#### Exercise materials

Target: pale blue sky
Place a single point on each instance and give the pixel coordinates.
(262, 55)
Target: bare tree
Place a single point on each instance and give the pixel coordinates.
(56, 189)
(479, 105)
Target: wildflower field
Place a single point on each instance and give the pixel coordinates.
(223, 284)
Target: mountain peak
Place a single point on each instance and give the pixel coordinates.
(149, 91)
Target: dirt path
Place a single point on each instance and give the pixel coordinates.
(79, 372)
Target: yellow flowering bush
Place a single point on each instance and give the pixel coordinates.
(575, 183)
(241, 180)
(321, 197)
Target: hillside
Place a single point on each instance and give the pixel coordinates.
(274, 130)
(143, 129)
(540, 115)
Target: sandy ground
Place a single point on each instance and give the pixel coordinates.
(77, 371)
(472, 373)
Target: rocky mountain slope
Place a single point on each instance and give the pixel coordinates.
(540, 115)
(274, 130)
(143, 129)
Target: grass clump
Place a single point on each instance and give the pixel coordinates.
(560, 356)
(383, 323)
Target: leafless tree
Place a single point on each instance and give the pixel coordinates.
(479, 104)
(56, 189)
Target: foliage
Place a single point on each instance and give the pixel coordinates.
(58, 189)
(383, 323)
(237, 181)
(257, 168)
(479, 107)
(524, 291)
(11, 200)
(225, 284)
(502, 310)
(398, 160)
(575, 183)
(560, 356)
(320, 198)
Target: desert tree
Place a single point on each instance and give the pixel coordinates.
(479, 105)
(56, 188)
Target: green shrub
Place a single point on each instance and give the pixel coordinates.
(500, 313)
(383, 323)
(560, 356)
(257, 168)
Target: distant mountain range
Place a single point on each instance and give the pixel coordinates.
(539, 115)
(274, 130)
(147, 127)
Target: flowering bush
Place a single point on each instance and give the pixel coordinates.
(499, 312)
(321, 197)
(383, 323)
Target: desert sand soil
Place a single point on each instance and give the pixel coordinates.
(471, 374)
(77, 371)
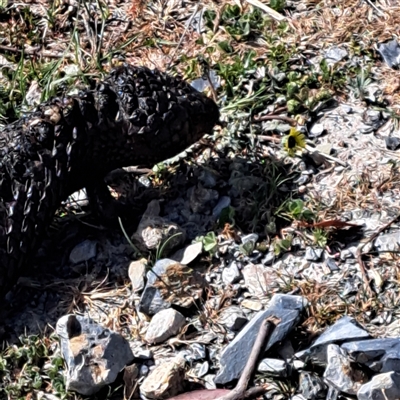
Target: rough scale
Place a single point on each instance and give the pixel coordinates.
(135, 117)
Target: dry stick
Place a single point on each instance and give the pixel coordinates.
(291, 121)
(183, 35)
(359, 255)
(265, 330)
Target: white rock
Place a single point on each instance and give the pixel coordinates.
(164, 324)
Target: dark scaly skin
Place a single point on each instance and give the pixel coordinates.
(135, 117)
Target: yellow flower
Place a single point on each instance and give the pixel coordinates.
(294, 141)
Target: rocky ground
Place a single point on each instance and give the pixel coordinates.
(287, 214)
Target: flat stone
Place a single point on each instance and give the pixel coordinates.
(252, 304)
(234, 357)
(188, 254)
(381, 387)
(317, 130)
(85, 344)
(339, 372)
(344, 329)
(165, 380)
(137, 272)
(256, 280)
(312, 386)
(388, 242)
(232, 318)
(151, 301)
(273, 367)
(223, 202)
(386, 351)
(164, 324)
(231, 273)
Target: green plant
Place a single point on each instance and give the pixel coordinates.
(320, 237)
(295, 210)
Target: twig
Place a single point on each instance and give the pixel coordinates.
(291, 121)
(265, 330)
(183, 35)
(369, 240)
(35, 51)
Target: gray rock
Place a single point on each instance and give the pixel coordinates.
(234, 356)
(223, 202)
(390, 52)
(194, 352)
(313, 253)
(137, 272)
(164, 324)
(254, 305)
(317, 130)
(274, 367)
(202, 199)
(164, 381)
(269, 258)
(85, 344)
(151, 301)
(381, 387)
(312, 386)
(232, 318)
(201, 369)
(388, 242)
(231, 274)
(83, 252)
(392, 142)
(339, 372)
(251, 238)
(188, 254)
(381, 355)
(345, 329)
(208, 178)
(256, 279)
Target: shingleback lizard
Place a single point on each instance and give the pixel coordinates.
(136, 116)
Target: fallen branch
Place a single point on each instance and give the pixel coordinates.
(238, 393)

########

Action item. What you return should be the entries from above, unchanged and without their images.

Written solution.
Target: pale blue sky
Place a single point on each instance and give the pixel coordinates.
(262, 55)
Target: bare tree
Place a single point on each instance and give the pixel coordinates.
(56, 189)
(479, 105)
Target: wildflower field
Place a single point on each instance and give the pixel coordinates.
(223, 284)
Target: mountain peak
Place a single point on each instance and give the pixel coordinates.
(149, 91)
Target: dirt path
Place a single point on each instance and give the pixel coordinates.
(79, 372)
Target: yellow flowering bush
Place a single point on each instance and give the pixel coordinates.
(575, 183)
(241, 180)
(321, 197)
Target: hillside
Place a single point on each instance and give the pixel coordinates.
(274, 130)
(143, 129)
(540, 115)
Target: sandy ground
Place a single point on each instance and give the pixel coordinates.
(77, 371)
(472, 373)
Target: rocky mountain slope
Place a single point on each instance and give the pixel coordinates.
(540, 115)
(274, 130)
(143, 129)
Target: grass clump
Place a single point on each instance and give the pixel coordinates.
(560, 356)
(383, 323)
Target: leafless tree
Place a single point on each instance and give the pixel coordinates.
(479, 104)
(56, 189)
Target: foliage
Place a single point on each instance and give the pixel coordinates.
(58, 189)
(383, 323)
(237, 181)
(257, 168)
(479, 107)
(524, 291)
(11, 200)
(225, 284)
(502, 310)
(398, 160)
(575, 183)
(560, 356)
(320, 198)
Target: desert tree
Place a single point on each instance and give the pixel coordinates.
(479, 105)
(56, 188)
Target: green shrub
Place a single point on each instance and give the pixel coordinates.
(500, 313)
(383, 323)
(560, 356)
(257, 168)
Target: distant mountain range
Place a single point on each instance and give the pixel coordinates.
(539, 115)
(274, 130)
(147, 127)
Target: flowering bush
Place a single point on each instance and give the pixel coordinates.
(499, 312)
(321, 197)
(383, 323)
Target: desert sand soil
Place a single point on each instance and give the pixel coordinates.
(471, 374)
(77, 371)
Target: rough scale
Place a single point on each instance and give the pixel coordinates.
(135, 117)
Target: dry stick
Place a single point on each instance and give the pixel coordinates.
(291, 121)
(183, 35)
(359, 255)
(265, 330)
Target: white rock
Place a single point on each instance and give the pixel coordinates.
(164, 324)
Target: dark scaly skin
Place a single point on each instance and give the pixel coordinates.
(135, 117)
Target: yellow flower
Place a single point on each instance and give the pixel coordinates.
(294, 141)
Target: rocky ground
Place a single point on each instance and give the pixel coordinates.
(287, 214)
Target: flat stone
Place a single point on each instance and give the pixel coordinates.
(252, 304)
(234, 357)
(188, 254)
(381, 387)
(317, 130)
(85, 344)
(339, 372)
(344, 329)
(165, 380)
(137, 272)
(256, 280)
(312, 386)
(388, 242)
(232, 318)
(151, 301)
(273, 367)
(223, 202)
(386, 351)
(164, 324)
(231, 273)
Target: green plant
Place a single point on each instance and give the pixel coordinates.
(320, 237)
(295, 210)
Target: twig
Place a single point on each instance and give the pixel coordinates.
(291, 121)
(265, 330)
(183, 35)
(369, 240)
(35, 51)
Target: gray rock
Place a single point on each instance and give the pixel coordinates.
(234, 356)
(223, 202)
(390, 52)
(194, 352)
(313, 253)
(137, 272)
(164, 324)
(254, 305)
(317, 130)
(274, 367)
(202, 199)
(164, 381)
(269, 258)
(85, 344)
(151, 301)
(381, 387)
(312, 386)
(232, 318)
(201, 369)
(388, 242)
(231, 274)
(83, 252)
(392, 142)
(339, 372)
(251, 238)
(188, 254)
(381, 355)
(345, 329)
(208, 178)
(256, 279)
Target: shingleback lizard
Place a single point on each instance and give the pixel coordinates.
(136, 116)
Target: fallen branch
Place a single point on each instance and give the pixel coordinates.
(238, 393)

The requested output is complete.